Stored data entries
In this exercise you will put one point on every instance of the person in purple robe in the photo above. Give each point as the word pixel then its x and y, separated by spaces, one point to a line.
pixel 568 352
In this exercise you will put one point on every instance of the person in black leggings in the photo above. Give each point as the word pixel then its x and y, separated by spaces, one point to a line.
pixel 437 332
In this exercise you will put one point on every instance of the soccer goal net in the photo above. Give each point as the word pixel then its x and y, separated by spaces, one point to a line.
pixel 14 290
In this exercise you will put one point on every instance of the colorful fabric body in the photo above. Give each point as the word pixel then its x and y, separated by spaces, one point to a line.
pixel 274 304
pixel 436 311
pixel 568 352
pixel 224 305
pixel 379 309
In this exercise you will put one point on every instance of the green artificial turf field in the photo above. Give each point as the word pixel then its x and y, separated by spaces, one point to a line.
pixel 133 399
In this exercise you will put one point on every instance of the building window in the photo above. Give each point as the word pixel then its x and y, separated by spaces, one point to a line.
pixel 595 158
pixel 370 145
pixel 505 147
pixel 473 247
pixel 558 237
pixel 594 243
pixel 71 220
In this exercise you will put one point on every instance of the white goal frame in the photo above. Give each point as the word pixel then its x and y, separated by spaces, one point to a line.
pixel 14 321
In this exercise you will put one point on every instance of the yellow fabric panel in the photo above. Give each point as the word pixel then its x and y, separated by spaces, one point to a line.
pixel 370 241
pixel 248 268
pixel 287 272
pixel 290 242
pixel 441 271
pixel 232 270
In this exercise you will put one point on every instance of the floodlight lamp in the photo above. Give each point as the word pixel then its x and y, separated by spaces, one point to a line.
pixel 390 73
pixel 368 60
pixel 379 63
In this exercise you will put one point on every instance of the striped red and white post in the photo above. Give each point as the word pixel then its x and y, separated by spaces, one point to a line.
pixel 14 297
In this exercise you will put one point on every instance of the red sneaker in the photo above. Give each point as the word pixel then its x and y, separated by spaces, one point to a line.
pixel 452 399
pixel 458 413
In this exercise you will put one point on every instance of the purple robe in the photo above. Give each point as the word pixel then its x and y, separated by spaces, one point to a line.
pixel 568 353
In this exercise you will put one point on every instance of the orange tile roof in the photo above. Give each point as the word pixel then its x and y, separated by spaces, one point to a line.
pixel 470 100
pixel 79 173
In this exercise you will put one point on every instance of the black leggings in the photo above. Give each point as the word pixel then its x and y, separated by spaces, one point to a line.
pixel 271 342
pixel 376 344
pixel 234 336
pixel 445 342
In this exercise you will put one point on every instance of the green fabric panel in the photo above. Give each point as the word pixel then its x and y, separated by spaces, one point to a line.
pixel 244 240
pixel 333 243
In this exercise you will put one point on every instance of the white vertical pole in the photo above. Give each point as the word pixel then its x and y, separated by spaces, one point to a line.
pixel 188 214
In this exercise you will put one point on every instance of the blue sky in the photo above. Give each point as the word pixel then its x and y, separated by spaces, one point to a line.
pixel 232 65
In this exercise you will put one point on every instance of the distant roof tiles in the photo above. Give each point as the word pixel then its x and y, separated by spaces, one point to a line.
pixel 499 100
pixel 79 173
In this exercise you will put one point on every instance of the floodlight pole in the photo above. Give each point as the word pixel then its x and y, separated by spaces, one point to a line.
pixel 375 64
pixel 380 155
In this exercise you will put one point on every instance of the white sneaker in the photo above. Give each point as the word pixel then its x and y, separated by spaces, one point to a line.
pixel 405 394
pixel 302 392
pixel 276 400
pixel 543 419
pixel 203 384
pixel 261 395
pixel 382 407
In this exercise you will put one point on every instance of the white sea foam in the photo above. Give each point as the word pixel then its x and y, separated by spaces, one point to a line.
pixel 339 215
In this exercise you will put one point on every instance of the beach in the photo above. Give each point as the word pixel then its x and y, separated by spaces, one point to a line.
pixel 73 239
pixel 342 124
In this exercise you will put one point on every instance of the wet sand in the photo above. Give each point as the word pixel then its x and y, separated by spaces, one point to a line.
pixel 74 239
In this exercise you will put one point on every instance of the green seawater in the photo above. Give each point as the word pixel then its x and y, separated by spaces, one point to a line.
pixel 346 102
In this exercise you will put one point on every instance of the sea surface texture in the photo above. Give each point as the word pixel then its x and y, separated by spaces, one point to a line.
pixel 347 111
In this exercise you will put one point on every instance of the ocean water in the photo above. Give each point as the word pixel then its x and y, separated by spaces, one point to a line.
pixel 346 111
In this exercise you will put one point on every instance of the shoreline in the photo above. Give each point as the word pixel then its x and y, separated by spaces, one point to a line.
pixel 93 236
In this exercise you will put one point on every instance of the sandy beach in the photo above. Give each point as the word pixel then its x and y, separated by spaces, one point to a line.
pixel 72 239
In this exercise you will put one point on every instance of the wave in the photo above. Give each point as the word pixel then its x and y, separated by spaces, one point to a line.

Work required ::
Each line above should be copied exactly, with no line missing.

Result of the exercise ::
In this exercise you will put one point on every instance of the person in purple robe in the photo above. Give each point as the word pixel then its x and y, separated by spaces, one point to a line.
pixel 568 352
In this exercise you will put one point on every instance of the person in black leggings in the photo above. Give each point as the word pixel then its x and y, separated by spaces, one point to a line.
pixel 437 332
In this exercise you will put one point on every instance of the soccer goal net in the photo above. Give each point as the word pixel then its x and y, separated by spaces, one point to a line.
pixel 14 290
In this exercise you will put one point on every instance of the colorful fabric body in the photo above. Give each point as the word pixel then its x and y, separated by spaces, one point to a line.
pixel 274 304
pixel 436 311
pixel 568 352
pixel 224 305
pixel 379 309
In this exercise you will put one point on every instance of the green artificial turf field in the photo above. Give each point as the word pixel then its x and y, separated by spaces, one point to a line.
pixel 133 399
In this exercise you will put one point on every instance of the building window in the photo above. Give each point as the word pixel then its x and y, separated by spaces, one point to a line.
pixel 595 158
pixel 370 145
pixel 505 147
pixel 473 247
pixel 558 237
pixel 594 243
pixel 71 220
In this exercise you will put one point on every instance of the white goal frame in the photo above. Give each point as the word pixel then its x and y, separated by spaces, one point to a line.
pixel 14 321
In this exercise you will put one point on every instance of the yellow fabric panel in the photo above. Give each point as the word pixel then its x and y, separated by spaces, one point to a line.
pixel 370 241
pixel 248 268
pixel 287 272
pixel 290 242
pixel 441 271
pixel 232 270
In this exercise you will put one point on every instance of the floodlight lamp in the photo above. Give each point as the word pixel then its x and y, separated by spaces, one point to a line.
pixel 390 73
pixel 368 60
pixel 379 63
In this exercise you will put one point on every instance of the striped red and white post in the photo above. Give each point as the word pixel then its x and y, separated by spaces, one point to a line.
pixel 14 297
In this exercise you will put one point on every instance of the red sneaker in the photo above. Give each point as the word pixel then its x and y, separated by spaces, one point to a line.
pixel 452 399
pixel 458 413
In this exercise you will put one point on every instance of the purple robe in the photo above. Give each point as the word pixel then its x and y, separated by spaces, one point to a line.
pixel 568 353
In this exercise you will put one point on every instance of the orange tile roof in the photo above. Give each point as the word pixel then its x and y, separated by spaces, one point to a line.
pixel 470 100
pixel 79 173
In this exercise you will put one point on every instance of the black leggings in the photo above. Give each point as the word pixel then its x and y, separated by spaces, one point to a line.
pixel 271 342
pixel 376 344
pixel 234 336
pixel 445 342
In this exercise you will put one point on every instance of the green fabric panel in the photo above. Give each point as the word pixel then its x and y, separated by spaces, one point to a line.
pixel 244 240
pixel 333 243
In this exercise you will put one point on every instance of the white vertical pole in the photo above. Give each point as the word pixel then its x and y, separated by spaces, one point to a line.
pixel 188 214
In this exercise you will put one point on every instance of the blue sky in the photo above. Give each point as the word pixel then its x and y, separated by spaces, one point to a line.
pixel 232 65
In this exercise you will put one point on every instance of the distant roof tiles in the photo above. Give each point as the word pixel then its x and y, separated by spaces, one point to a line.
pixel 499 100
pixel 79 173
In this exercise you will put one point on every instance of the floodlight pole in the photo above. Give each point as the word pixel then its x and y, separated by spaces, one point to a line.
pixel 375 64
pixel 380 155
In this exercise you will put one point on every instance of the white sneaker in the photo above. Give each point as the word pixel then its x and y, separated by spaces, one point to a line.
pixel 405 394
pixel 302 392
pixel 276 400
pixel 543 419
pixel 203 384
pixel 261 395
pixel 382 407
In this exercise you will put one point on every instance of the white sea foam in the photo above. Give each point as the word pixel then its x and y, separated by spaces, one point to a line.
pixel 339 215
In this exercise you will put one point on every instance of the beach in the photo above. Give each point as the word pixel then its x and y, separated by spaces, one point to a line.
pixel 73 239
pixel 342 124
In this exercise you will put one point on every instance of the wet sand in the photo above. Give each point as the word pixel then its x and y, separated by spaces, one point to a line.
pixel 74 239
In this exercise you will put one point on every instance of the green seawater in the photo above. Give each point as the word pixel then its x and y, separated by spaces, one point to a line.
pixel 346 102
In this exercise you will put one point on every instance of the sea surface texture in the photo above. Give each point as the word pixel then its x and y, separated by spaces, one point to a line.
pixel 347 111
In this exercise you will put one point on every instance of the ocean water in the photo above. Give each point as the word pixel then its x and y, separated by spaces, one point to a line.
pixel 346 111
In this exercise you will put one point on every instance of the shoreline in the photo above. Give each point as the word pixel then its x and y, separated by spaces, one point to a line.
pixel 93 236
In this exercise you will put one point on every instance of the sandy beach in the photo above. Give each point as the word pixel then its x and y, separated by spaces, one point to a line.
pixel 72 239
In this exercise you will put one point on every instance of the wave in the photo above. Give each point as the word pixel then its x and y, separated by spaces, one point to a line.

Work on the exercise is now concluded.